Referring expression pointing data
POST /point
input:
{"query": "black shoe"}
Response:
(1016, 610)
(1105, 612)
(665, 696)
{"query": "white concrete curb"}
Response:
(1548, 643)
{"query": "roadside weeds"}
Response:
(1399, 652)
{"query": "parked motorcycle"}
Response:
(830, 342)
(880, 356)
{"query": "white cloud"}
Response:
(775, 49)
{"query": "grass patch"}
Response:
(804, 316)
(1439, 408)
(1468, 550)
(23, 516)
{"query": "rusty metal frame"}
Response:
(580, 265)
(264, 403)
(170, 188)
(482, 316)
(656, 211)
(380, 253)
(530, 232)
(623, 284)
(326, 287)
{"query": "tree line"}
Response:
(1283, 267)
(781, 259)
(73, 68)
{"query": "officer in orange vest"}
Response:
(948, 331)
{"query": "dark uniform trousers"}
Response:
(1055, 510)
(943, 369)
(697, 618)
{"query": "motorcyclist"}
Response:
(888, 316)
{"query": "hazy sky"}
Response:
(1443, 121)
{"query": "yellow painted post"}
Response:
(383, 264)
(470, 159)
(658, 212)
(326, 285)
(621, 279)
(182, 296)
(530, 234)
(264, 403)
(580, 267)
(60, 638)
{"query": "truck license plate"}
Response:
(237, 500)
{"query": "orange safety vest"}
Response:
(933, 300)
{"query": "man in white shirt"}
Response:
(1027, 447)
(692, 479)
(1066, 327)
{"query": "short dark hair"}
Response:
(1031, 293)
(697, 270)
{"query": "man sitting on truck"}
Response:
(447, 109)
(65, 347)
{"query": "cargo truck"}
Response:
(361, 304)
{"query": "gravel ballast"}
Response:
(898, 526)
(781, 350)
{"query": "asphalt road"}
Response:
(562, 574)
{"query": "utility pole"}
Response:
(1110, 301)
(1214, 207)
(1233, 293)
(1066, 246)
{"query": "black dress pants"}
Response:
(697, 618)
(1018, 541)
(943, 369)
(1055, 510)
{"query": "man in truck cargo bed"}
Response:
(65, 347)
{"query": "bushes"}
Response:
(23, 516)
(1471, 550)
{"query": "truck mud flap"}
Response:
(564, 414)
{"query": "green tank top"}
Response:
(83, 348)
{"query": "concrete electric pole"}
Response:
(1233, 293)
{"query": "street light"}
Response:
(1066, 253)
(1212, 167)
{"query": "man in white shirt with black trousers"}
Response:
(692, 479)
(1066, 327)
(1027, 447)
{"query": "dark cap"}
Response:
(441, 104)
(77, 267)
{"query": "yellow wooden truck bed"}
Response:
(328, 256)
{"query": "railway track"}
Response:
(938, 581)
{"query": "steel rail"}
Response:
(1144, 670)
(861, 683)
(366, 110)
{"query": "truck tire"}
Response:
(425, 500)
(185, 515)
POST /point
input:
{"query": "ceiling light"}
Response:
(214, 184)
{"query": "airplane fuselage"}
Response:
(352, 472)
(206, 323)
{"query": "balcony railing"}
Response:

» **What the exercise asks**:
Whatever the number of entries above, each one is to be copied exactly.

» **Response to the task**:
POST /point
input:
{"query": "black shoe"}
Response:
(1016, 610)
(1105, 612)
(665, 696)
{"query": "white concrete curb"}
Response:
(1548, 643)
{"query": "roadside weeds"}
Response:
(1399, 652)
{"query": "parked motorcycle"}
Response:
(830, 342)
(880, 356)
{"query": "white cloud"}
Response:
(775, 49)
{"query": "grass patch"}
Response:
(804, 316)
(1439, 408)
(1468, 550)
(23, 516)
{"query": "rusty metal frame"}
Response:
(580, 265)
(264, 403)
(170, 188)
(482, 316)
(656, 211)
(380, 253)
(530, 232)
(623, 284)
(326, 287)
{"query": "tree line"}
Response:
(1283, 267)
(781, 259)
(73, 68)
{"query": "officer in orange vest"}
Response:
(948, 331)
{"query": "dark uniform trousers"}
Response:
(1055, 510)
(943, 369)
(697, 618)
{"query": "motorcyclist"}
Response:
(888, 316)
{"query": "hazy sky"}
Response:
(1443, 121)
{"query": "yellow painted post"}
Response:
(383, 264)
(470, 159)
(658, 212)
(326, 285)
(621, 279)
(182, 296)
(530, 234)
(264, 403)
(580, 267)
(60, 638)
{"query": "truck license plate"}
Response:
(237, 500)
{"query": "orange safety vest"}
Response:
(933, 300)
{"query": "man in white shirt"}
Response:
(1027, 447)
(692, 479)
(1066, 327)
{"query": "short dark hair"}
Response:
(1031, 293)
(697, 270)
{"query": "man sitting on truck"}
Response:
(447, 109)
(65, 347)
{"query": "cargo truck"}
Response:
(361, 304)
{"query": "gravel ballast"}
Response:
(898, 526)
(781, 350)
{"query": "asphalt road"}
Response:
(562, 574)
{"query": "utility pole"}
Response:
(1110, 301)
(1214, 207)
(1233, 293)
(1066, 246)
{"query": "black dress pants"}
Response:
(697, 618)
(1018, 541)
(943, 369)
(1055, 510)
{"query": "man in truck cargo bed"}
Response:
(65, 347)
{"query": "bushes"}
Response:
(23, 516)
(1471, 550)
{"query": "truck mud flap"}
Response:
(564, 414)
{"query": "green tank top"}
Response:
(83, 348)
{"query": "concrete electric pole"}
Response:
(1233, 293)
{"query": "street light"}
Response:
(1066, 253)
(1212, 167)
{"query": "man in white shirt with black trousers"}
Response:
(692, 479)
(1066, 327)
(1027, 447)
{"query": "dark cap"}
Response:
(441, 104)
(77, 267)
{"query": "yellow wooden truck bed"}
Response:
(328, 256)
{"query": "railway track"}
Response:
(938, 581)
{"query": "steel rail"}
Response:
(1144, 670)
(861, 683)
(366, 110)
{"query": "truck tire"}
Response:
(425, 500)
(185, 515)
POST /point
input:
{"query": "ceiling light"}
Response:
(214, 184)
{"query": "airplane fuselage"}
Response:
(352, 472)
(206, 323)
{"query": "balcony railing"}
Response:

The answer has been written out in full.